■ Problems:
1. In the review of Asolo Rep's Crazy for You, who designed the costumes?
2. Extend the review of Asolo Rep's Crazy for You, picking up after its last sentence.

Review

Asolo Rep's 'Crazy for You' Dazzles With Dance, Design and More

The 65th season's opening musical promises to entertain holiday audiences with a bright, pleasingly stuffed package.

By Kay Kipling November 20, 2023

Daniel Plimpton and cast members in Asolo Rep's Crazy for You.

Image: Frank Atura

Asolo Rep pulls out all the stops for its season opening production, Crazy for You—from costumes to choreography to set design and beyond—and the opening night audience responded with well-deserved enthusiasm.

I’ll be honest: Crazy for You, Ken Ludwig’s reworking of an old Gershwin musical called Girl Crazy, has never been one of my favorite stage musicals. Oh, it’s got the songs—“Bidin’ My Time,” “Someone to Watch Over Me,” “Embraceable You,” etc. It’s got the dancing, in spades. And it’s got some fun, slapstick action as it takes our hero, Bobby Child (Daniel Plimpton), from the streets of New York to the hard-luck, appropriately named town of Deadrock, Nevada, where he falls in love with the place’s one woman, Polly Baker (Sara Esty), and works hard to put on a show to save her beloved theater.

But it’s also got some weaknesses in the book, and, especially in Act II, some padding to stretch what’s a very slight story into a full-length musical. Two back-to-back numbers in the second act, “Naughty Baby” and “Stiff Upper Lip,” for example, can be entertaining on their own, but they don’t really serve much purpose in rounding out the story.

The dancing cowboys of Crazy for You.

Image: Frank Atura

Nevertheless, Crazy for You is a bright, sparkling package, from the moment we meet Bobby’s showgirls in their glittering finery (the costumes are by the late Eduardo Sicangco, and they really dazzle) to the inevitable love-at-first-sight (at least on his end) meeting between Bobby and Polly. The dancing (to director Denis Jones’ choreography, rousing, fun or romantic by turns) is exemplary, whether it’s polished tapping or more Fred-and-Ginger ballroom style. Orchestral arrangements, by music director Angela Steiner, make those George and Ira tunes really pop.

■ Extracted information:
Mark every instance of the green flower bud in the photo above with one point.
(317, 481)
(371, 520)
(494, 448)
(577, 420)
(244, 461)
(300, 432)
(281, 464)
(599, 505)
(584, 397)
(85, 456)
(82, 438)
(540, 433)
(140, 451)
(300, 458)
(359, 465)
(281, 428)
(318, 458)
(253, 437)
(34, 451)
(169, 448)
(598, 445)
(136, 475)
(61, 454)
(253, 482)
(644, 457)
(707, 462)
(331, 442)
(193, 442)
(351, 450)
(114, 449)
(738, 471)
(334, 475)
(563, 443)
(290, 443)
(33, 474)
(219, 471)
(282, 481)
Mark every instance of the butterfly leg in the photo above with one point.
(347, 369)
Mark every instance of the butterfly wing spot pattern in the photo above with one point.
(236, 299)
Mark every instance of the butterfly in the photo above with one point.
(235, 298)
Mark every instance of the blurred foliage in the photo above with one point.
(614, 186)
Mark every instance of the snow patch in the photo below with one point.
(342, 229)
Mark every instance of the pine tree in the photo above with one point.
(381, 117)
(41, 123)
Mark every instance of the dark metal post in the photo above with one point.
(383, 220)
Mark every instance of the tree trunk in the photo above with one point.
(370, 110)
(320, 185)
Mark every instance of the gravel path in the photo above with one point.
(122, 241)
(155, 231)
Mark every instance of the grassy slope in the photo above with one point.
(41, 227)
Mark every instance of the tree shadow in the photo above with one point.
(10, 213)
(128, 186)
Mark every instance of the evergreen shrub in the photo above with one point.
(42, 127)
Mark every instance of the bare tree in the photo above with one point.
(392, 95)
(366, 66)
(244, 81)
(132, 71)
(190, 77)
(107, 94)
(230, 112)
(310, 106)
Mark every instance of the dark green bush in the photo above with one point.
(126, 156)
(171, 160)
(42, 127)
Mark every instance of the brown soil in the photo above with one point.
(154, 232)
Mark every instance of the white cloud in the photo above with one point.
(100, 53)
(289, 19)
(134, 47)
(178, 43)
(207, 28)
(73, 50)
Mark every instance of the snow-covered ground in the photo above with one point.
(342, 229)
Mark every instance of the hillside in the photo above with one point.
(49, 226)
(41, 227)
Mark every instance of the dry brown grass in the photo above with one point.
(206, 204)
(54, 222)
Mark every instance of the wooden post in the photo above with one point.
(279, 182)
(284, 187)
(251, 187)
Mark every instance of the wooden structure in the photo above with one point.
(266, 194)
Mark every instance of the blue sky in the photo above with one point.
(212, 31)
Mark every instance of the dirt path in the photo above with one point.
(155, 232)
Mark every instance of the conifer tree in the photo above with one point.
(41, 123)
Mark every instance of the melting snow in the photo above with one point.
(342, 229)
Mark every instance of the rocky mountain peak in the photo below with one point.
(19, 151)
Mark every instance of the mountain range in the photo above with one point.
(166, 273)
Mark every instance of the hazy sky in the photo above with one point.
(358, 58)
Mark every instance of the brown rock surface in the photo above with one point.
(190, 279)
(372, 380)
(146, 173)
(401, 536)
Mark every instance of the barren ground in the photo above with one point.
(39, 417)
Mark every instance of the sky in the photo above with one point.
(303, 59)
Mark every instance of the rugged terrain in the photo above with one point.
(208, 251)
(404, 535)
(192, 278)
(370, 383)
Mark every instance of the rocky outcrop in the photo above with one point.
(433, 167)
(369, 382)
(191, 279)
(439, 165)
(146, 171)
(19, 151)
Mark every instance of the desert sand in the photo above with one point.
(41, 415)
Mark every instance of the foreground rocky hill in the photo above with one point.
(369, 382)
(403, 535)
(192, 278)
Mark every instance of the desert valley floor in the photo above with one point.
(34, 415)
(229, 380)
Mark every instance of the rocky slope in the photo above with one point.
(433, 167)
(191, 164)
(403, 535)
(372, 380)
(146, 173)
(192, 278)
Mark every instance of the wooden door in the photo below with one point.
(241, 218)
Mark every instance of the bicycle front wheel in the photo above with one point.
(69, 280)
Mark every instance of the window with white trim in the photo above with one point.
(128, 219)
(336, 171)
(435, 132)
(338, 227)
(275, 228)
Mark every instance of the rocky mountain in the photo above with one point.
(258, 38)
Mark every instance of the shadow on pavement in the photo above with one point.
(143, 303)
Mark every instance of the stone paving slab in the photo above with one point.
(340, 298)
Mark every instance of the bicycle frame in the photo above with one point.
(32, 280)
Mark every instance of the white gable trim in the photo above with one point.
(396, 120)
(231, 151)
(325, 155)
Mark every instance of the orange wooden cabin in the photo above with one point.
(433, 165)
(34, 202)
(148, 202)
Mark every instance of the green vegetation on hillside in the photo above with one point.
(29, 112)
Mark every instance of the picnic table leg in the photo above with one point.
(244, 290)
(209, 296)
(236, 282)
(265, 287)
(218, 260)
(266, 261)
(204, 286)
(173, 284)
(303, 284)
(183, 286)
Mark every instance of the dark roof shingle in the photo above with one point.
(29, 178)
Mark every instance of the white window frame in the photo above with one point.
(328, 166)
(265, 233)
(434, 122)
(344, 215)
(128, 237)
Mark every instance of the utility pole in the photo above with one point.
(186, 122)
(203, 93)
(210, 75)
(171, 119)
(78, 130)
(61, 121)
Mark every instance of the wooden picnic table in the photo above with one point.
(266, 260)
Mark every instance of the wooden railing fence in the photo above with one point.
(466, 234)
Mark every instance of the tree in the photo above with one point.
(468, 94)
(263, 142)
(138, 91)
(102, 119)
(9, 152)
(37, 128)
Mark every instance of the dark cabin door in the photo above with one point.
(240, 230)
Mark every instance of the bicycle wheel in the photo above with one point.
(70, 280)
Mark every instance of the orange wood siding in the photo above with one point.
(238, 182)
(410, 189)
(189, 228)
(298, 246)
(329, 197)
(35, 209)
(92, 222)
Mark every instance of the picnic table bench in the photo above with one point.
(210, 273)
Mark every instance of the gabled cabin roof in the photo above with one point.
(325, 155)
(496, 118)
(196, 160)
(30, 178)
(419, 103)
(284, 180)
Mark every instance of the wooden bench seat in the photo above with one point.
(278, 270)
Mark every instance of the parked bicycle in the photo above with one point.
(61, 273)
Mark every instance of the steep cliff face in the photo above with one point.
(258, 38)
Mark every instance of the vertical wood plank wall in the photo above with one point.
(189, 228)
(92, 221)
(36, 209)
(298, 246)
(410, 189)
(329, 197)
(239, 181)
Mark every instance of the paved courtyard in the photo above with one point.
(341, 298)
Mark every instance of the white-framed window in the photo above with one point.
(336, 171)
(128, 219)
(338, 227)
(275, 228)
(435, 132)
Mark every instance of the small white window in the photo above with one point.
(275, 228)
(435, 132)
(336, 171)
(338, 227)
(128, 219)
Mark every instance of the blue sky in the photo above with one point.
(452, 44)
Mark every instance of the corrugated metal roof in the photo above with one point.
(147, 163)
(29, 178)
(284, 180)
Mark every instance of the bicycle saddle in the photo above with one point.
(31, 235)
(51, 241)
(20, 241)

■ Final answers:
1. The late Eduardo Sicangco.

2.
I like that Deadrock’s male ensemble often looks more like the cowboys they’re supposed to be than pretty chorus boys. Plimpton and Esty are a terrific pair of maybe lovers (is there really any doubt?). Barrett Riggins as scheming hotel owner Lank Hawkins and Candice Hatakeyama as Bobby’s domineering fiancée Irene add some zest to what can play as very one-dimensional roles. And one of my favorite bits from the show, in “What Causes That?”, which places Danny Gardner as Hungarian theatrical impresario Bela Zangler in the same room (and costume) as Bobby’s fake Zangler, still amuses even if you’ve seen it several times before (as I have).

Sara Esty and Daniel Plimpton as Polly and Bobby in Crazy for You.

Image: Frank Atura

There’s need to spare a word, too, for Adam Koch’s set design, which glides us from Broadway to Deadrock smoothly and even reproduces the Asolo’s Mertz Theatre interior in Polly’s theater; and for Jason Lyons’ lighting design, which shifts moods from glitzy to subdued to out-of-this-world starry with aplomb. Cheers as well to fight director Mark Rose; those saloon brawls are staged and timed perfectly.

All in all, it's a winner.

Crazy for You continues through Jan. 4; for tickets, call (941) 351-8000 or visit asolorep.org.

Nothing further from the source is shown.